◆ EXERCISE DIRECTIONS
Every entry that follows needs to be repeated exactly.
[BEGIN THE DATA]
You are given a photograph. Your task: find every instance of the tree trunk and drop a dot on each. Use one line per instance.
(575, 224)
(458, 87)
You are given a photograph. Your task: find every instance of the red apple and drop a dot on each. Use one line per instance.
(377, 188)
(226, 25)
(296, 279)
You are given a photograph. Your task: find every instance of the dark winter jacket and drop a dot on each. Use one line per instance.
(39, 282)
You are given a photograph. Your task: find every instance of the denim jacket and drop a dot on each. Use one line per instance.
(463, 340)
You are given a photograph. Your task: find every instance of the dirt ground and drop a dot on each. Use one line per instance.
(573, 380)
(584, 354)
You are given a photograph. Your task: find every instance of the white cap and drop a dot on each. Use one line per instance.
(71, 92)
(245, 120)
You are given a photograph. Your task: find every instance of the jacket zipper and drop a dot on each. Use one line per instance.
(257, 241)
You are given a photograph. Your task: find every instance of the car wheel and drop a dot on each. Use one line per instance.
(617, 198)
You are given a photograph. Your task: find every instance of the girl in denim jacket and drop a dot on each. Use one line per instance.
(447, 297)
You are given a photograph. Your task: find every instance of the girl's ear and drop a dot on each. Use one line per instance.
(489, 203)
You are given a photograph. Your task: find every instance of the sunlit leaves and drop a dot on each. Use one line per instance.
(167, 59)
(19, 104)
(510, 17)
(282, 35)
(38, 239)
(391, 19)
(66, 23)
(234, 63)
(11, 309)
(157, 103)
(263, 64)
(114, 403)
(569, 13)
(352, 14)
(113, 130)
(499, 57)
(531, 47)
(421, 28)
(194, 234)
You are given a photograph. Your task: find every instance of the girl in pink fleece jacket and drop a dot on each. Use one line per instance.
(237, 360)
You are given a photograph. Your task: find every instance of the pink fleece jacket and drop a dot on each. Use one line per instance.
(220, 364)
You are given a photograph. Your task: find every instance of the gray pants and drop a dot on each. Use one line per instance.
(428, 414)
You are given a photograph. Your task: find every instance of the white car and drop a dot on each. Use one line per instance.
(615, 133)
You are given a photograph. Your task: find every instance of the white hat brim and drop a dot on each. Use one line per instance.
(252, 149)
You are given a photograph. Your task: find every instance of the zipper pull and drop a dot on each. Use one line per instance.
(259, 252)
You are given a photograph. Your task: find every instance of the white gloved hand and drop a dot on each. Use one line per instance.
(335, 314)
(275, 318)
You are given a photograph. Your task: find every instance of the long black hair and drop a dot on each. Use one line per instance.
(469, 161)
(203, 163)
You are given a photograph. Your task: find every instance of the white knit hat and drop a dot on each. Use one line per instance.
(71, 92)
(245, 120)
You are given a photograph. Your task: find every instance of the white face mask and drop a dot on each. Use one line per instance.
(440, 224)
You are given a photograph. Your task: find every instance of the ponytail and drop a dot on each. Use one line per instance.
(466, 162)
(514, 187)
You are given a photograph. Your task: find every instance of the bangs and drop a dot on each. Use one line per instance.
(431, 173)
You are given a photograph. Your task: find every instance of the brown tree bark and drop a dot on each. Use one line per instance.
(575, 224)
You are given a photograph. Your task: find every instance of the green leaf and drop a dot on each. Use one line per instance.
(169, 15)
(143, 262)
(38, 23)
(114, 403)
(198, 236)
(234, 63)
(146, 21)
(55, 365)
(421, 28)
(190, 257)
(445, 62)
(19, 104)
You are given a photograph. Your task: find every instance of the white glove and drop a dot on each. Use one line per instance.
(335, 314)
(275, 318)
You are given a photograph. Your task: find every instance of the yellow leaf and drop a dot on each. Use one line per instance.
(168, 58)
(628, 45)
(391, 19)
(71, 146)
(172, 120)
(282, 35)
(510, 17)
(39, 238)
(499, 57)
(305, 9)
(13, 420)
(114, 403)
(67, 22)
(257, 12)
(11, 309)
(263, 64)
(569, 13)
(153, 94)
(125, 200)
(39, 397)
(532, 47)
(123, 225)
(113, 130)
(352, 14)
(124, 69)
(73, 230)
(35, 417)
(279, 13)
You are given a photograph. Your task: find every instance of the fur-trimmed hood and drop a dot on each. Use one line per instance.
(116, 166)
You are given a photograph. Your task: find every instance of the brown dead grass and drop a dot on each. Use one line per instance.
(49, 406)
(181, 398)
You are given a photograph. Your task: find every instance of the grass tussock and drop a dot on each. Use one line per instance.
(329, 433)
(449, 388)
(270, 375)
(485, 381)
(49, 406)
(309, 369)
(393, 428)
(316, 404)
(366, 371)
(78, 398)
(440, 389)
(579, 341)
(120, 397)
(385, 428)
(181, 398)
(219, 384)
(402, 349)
[END THE DATA]
◆ FINISHED ANSWER
You are given a photograph. Your task: find every instance of the tree trunk and drop a dot on each. Use one line per instance.
(575, 224)
(458, 87)
You are given a photograph. Your task: find every instance of the red apple and drop a dot on each. Use one line per instance.
(377, 188)
(226, 25)
(296, 279)
You are given a photograph. Your task: find every instance of the dark winter jacket and drop a dot on each. Use one line per instance.
(39, 282)
You are given a photograph. Your task: find every instance of the denim jacket and drop a dot on each. Use one line per instance.
(463, 340)
You are given a photograph. Your task: find every instance of the dirt ground and drop a dot on each. Use one line per instance.
(573, 380)
(584, 354)
You are given a photograph. Your task: find every instance of the white cap and drop a dot on each. Use one line per instance.
(71, 92)
(245, 120)
You are given a photograph. Your task: find every instance of the jacket zipper and drop a dot on each. Use one line per instance.
(257, 241)
You are given a photograph. Your task: find every instance of the car wheel and drop a dot on each. Use one line per instance.
(617, 198)
You are given a photograph. Your task: find every instance of the girl in denim jacket and drop a dot on each. Use one line per instance.
(447, 297)
You are given a photograph. Your task: find every instance of the girl's ear and drop a dot on each. Use one line per instance.
(489, 203)
You are given a photograph. Your task: find every instance of the sunlit leaves and drop a dot on each. Use one line per instance.
(167, 59)
(19, 104)
(510, 17)
(282, 35)
(38, 239)
(391, 19)
(66, 23)
(234, 63)
(11, 309)
(157, 103)
(263, 64)
(114, 403)
(569, 13)
(352, 14)
(113, 130)
(499, 57)
(531, 47)
(421, 28)
(194, 234)
You are given a photograph. Your task: find every instance of the girl in pink fleece jacket and drop a dot on each. Use one line per instance.
(237, 360)
You are given a photograph. Your task: find every instance of the pink fleece jacket and drop a dot on each. Use one line per instance.
(220, 364)
You are given a photograph. Your task: find every instance of the gray pants and drop a dot on each. Use one line per instance.
(428, 414)
You are given a photograph. Your task: find every instance of the white car and drop a dot on each. Use one line per instance.
(615, 133)
You are given a photograph. Your task: find every instance of the white hat brim and drop a dot on each. Use one line per instance.
(252, 149)
You are given a photograph. Your task: find every instance of the zipper pull and drop a dot on each. Use one line per instance.
(259, 252)
You are given a photograph. Your task: find every instance of the white gloved hand and drop a dot on each. Use one line per instance.
(335, 314)
(275, 318)
You are given a photograph. Your task: find every instance of the long black hair and drop a dot on each. Use one line per instance.
(469, 161)
(203, 163)
You are given a photograph. Your task: find every instance of the white knit hat and drop a dot on each. Use one line per instance.
(71, 92)
(245, 120)
You are given a photograph. Your task: find every instance of the white face mask and drop a dot on each. Use one line per instance.
(440, 224)
You are given a photograph. Your task: find every instance of the ponytail and drop a dot on each. Use one line per instance.
(466, 162)
(514, 187)
You are given a photograph. Your task: find every instance of the bangs and drop a dot on each. Use one line per instance.
(431, 173)
You are given a photograph. Your task: find every instance of the brown tree bark and drop a dot on each. Use one line per instance.
(575, 224)
You are given a photograph. Your task: find every instance of the green leaf and drop a dot on each. Use one line per instance.
(169, 15)
(143, 262)
(38, 23)
(114, 403)
(198, 236)
(234, 63)
(146, 21)
(55, 365)
(421, 28)
(190, 257)
(445, 62)
(19, 104)
You are given a photograph. Your task: find every instance of the white glove and drop a dot on each. Use one line per instance.
(335, 314)
(275, 318)
You are given a photograph. Your task: find every instance of the yellow leaf and drop a dot on each. Use one line per instance.
(168, 58)
(628, 45)
(391, 19)
(71, 146)
(172, 120)
(282, 35)
(510, 17)
(39, 238)
(499, 57)
(305, 9)
(13, 420)
(114, 403)
(67, 22)
(257, 12)
(11, 309)
(263, 64)
(569, 13)
(153, 94)
(125, 200)
(39, 397)
(532, 47)
(123, 225)
(113, 130)
(352, 14)
(124, 69)
(73, 230)
(35, 417)
(279, 13)
You are given a photograph. Your task: find every instance of the fur-trimmed hood and drop a dot on each. Use one line per instance.
(116, 166)
You are given a photograph. Your task: find every instance of the brown dead grass and drop a dot on each. Use one line per instance.
(49, 406)
(181, 398)
You are given a photograph. Your task: find every instance of the grass tussock and drop a dot on each. Use one line per instance.
(329, 433)
(449, 388)
(270, 375)
(485, 381)
(49, 406)
(309, 369)
(393, 428)
(316, 404)
(366, 371)
(78, 398)
(440, 389)
(579, 341)
(120, 397)
(385, 428)
(181, 398)
(219, 384)
(402, 349)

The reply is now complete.